▶ **PROBLEM SET**:
(1) Reproduce the passage of the Lucky EP text, starting with "Lucky is the" and going on through "Warner Music Taiwan.".
(2) Answer these questions from the Lucky EP text.
(a) Who is listed as the producer of the EP?
(b) On what date was the Limited Edition released?
(c) Which label released the album in Taiwan?

>> Start SOURCE PASSAGE

- Normal Edition cover

EP by Kim Hyun-joong
- Released: October 11, 2011
- Genre: K-pop, R&B, Dance
- Language: Korean
- Label: KeyEast (Korea) Warner Music Taiwan (Taiwan)
- Producer: Steven Lee

Kim Hyun-joong chronology
| Break Down (2011) | Lucky (2011) | Round 3 (2013) |

Music video
- "Lucky Guy" on YouTube

= Lucky (Kim Hyun-joong EP) =

Lucky is the second Korean solo mini album of Kim Hyun-joong of South Korean boy band SS501. It was released on 11 October 2011 under KeyEast Entertainment. A Limited Edition was released on 14 November 2011. The album was released in Taiwan on 18 November 2011, by Warner Music Taiwan.

The album peaked at number one on Gaon Album Chart for the week starting on 9 June 2011 and debut at number five on Billboard's World Chart for the week of 29 October 2011. It also top the import albums category in Japan's Oricon weekly chart.

Kim promoted the album by performing the title track "Lucky Guy", for which he released a music video, and "Do You Like That".

>> End SOURCE PASSAGE
>> Start INFORMATION SUPPLIED

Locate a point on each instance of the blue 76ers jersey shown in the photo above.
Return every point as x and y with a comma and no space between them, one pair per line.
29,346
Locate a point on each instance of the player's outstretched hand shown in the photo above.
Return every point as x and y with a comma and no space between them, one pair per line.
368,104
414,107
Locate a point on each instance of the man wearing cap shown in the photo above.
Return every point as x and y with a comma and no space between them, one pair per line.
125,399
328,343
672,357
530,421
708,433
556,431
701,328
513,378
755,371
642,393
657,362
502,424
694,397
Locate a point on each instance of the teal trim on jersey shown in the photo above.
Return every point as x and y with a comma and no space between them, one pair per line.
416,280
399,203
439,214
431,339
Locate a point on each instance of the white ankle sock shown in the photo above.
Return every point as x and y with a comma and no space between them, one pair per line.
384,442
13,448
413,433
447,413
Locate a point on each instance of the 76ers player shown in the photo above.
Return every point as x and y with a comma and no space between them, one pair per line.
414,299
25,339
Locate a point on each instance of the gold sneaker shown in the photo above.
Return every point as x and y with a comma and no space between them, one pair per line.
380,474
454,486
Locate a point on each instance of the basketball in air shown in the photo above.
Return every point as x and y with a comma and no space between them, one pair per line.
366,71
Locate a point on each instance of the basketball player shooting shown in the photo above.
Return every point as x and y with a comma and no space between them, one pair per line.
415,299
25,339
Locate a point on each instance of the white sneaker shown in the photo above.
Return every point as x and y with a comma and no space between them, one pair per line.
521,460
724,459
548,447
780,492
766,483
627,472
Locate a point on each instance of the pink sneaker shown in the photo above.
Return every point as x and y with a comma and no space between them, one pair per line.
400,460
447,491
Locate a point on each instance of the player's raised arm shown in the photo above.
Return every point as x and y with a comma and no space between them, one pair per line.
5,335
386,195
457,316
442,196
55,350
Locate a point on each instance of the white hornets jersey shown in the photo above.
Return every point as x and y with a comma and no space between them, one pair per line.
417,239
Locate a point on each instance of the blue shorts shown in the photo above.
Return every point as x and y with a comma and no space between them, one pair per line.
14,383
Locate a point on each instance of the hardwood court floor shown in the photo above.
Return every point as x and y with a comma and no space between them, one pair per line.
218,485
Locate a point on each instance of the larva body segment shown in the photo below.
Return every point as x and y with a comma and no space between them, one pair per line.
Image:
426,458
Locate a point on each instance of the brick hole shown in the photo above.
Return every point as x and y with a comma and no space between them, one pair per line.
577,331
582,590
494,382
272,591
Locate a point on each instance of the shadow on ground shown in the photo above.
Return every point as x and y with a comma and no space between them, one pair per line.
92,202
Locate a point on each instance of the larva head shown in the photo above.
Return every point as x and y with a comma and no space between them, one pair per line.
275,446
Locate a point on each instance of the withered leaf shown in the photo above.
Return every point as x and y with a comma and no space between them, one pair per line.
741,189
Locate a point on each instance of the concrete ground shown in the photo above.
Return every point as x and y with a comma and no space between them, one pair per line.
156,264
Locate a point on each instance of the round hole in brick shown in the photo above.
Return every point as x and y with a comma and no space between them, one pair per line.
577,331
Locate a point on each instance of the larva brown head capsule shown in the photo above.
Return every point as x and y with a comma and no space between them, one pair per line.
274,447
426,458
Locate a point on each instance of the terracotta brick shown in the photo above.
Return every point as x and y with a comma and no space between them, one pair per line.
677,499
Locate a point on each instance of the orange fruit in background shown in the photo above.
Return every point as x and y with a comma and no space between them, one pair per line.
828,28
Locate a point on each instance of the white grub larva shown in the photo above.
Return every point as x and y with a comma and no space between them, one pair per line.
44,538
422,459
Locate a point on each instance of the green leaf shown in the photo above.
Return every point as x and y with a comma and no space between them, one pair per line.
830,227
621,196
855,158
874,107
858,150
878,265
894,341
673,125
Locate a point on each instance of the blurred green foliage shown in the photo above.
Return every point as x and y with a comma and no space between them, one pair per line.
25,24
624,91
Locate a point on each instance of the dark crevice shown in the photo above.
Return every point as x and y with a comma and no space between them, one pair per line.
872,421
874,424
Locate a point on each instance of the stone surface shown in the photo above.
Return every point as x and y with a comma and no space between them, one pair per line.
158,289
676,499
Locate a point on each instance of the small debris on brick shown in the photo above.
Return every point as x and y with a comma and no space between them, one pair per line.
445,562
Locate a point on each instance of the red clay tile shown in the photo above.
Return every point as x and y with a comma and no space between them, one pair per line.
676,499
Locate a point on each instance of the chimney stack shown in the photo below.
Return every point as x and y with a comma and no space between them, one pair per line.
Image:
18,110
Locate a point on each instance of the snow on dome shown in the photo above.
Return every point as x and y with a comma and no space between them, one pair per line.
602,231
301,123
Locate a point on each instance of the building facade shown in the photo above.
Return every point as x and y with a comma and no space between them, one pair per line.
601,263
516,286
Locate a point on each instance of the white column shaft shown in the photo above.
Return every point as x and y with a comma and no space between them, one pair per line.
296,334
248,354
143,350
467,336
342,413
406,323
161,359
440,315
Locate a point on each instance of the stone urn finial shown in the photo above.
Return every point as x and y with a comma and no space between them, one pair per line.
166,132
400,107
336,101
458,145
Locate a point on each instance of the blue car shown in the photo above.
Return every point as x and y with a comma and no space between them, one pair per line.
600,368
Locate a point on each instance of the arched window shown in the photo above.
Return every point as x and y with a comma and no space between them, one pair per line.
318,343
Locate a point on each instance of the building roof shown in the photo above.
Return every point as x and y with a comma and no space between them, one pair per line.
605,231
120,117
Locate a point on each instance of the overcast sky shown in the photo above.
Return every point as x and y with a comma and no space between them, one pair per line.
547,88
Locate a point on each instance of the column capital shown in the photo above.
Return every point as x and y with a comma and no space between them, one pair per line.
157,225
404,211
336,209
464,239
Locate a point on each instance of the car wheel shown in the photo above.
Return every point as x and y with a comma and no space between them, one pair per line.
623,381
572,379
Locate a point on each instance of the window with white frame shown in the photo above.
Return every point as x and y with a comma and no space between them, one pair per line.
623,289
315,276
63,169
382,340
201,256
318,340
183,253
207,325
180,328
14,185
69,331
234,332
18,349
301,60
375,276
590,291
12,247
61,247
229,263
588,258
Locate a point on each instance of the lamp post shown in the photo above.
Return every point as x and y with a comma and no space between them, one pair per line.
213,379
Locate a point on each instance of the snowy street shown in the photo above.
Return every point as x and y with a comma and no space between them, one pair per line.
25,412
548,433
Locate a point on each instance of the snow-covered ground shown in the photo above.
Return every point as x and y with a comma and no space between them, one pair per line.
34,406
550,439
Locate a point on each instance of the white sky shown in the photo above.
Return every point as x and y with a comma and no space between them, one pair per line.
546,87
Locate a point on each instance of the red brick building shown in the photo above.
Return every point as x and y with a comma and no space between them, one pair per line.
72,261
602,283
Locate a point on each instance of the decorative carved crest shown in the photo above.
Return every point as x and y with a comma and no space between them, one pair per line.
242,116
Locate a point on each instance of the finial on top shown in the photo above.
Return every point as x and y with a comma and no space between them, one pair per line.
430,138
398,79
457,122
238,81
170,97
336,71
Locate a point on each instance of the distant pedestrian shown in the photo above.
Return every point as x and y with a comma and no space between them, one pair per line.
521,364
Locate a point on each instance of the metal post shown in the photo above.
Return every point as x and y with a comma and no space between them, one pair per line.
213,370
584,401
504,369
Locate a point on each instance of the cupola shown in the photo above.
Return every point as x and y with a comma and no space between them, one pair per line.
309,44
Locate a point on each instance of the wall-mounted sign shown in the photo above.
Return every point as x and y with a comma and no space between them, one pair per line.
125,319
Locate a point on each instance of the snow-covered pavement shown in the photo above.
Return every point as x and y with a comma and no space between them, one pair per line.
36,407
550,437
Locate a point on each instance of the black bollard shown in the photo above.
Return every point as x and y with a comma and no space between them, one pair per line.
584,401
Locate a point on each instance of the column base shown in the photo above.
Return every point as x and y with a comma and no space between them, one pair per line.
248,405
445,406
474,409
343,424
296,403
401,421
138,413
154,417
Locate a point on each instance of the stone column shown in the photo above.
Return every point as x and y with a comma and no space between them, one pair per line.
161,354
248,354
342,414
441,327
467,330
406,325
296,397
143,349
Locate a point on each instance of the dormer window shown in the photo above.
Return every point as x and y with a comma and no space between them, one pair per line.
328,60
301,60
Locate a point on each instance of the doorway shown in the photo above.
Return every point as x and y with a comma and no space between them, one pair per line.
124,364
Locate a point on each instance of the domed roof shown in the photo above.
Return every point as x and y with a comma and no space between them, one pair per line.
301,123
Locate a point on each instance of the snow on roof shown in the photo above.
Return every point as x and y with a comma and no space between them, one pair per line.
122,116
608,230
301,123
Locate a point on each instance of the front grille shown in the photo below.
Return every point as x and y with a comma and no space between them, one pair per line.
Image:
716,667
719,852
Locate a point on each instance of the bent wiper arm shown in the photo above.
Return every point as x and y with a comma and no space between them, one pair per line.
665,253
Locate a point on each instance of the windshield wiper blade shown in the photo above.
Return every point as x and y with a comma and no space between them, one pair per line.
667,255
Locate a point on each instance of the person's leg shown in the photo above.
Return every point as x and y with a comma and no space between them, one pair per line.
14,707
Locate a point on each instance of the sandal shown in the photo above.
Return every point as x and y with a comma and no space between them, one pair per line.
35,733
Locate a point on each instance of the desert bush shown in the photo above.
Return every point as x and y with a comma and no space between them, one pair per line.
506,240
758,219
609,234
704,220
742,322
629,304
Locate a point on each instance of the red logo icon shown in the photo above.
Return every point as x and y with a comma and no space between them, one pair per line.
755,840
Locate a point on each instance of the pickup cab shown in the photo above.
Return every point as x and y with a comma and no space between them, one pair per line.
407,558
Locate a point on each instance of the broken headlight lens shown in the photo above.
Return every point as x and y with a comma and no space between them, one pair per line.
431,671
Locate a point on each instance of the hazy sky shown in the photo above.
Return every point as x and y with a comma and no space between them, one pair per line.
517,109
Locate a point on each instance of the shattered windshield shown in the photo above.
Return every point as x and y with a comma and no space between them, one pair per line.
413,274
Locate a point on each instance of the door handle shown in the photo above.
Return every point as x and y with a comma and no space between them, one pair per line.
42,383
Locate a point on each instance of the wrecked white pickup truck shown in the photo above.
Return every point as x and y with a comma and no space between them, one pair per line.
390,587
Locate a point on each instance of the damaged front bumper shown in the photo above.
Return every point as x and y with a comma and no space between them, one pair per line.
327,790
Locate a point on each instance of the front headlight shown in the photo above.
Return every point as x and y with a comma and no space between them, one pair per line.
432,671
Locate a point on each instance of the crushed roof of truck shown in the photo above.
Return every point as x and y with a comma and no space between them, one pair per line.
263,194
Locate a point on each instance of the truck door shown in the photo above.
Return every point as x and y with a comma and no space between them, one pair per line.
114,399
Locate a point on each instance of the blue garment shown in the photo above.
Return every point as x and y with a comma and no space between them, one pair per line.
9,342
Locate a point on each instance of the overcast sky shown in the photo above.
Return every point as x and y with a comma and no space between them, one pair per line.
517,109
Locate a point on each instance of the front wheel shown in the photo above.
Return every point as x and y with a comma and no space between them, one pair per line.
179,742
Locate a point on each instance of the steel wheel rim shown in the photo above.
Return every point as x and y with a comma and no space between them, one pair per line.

>> End INFORMATION SUPPLIED

▶ **ANSWERS BY TASK**:
(1)
Lucky is the second Korean solo mini album of Kim Hyun-joong of South Korean boy band SS501. It was released on 11 October 2011 under KeyEast Entertainment. A Limited Edition was released on 14 November 2011. The album was released in Taiwan on 18 November 2011, by Warner Music Taiwan.

(2)
(a) Steven Lee
(b) 14 November 2011
(c) Warner Music Taiwan